▶ [TASK] The records below are to be retyped in full. Keep every word.

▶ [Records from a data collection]
·····

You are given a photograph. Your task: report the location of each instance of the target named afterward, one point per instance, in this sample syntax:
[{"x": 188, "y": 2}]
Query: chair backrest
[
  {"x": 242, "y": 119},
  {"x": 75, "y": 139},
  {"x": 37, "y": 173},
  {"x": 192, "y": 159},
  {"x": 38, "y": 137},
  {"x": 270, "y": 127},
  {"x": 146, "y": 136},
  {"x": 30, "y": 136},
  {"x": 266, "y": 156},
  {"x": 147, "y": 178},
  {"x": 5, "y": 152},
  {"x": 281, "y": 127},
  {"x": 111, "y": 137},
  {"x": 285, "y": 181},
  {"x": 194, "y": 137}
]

·····

▶ [RESULT BELOW]
You are given a photograph. Your task: report the location of each instance of the target named afterward, one point per instance, in this sample syntax:
[{"x": 188, "y": 2}]
Query: chair backrest
[
  {"x": 242, "y": 119},
  {"x": 75, "y": 139},
  {"x": 37, "y": 173},
  {"x": 192, "y": 159},
  {"x": 38, "y": 137},
  {"x": 270, "y": 127},
  {"x": 146, "y": 136},
  {"x": 30, "y": 136},
  {"x": 266, "y": 156},
  {"x": 147, "y": 178},
  {"x": 5, "y": 152},
  {"x": 281, "y": 127},
  {"x": 111, "y": 137},
  {"x": 285, "y": 181},
  {"x": 194, "y": 137}
]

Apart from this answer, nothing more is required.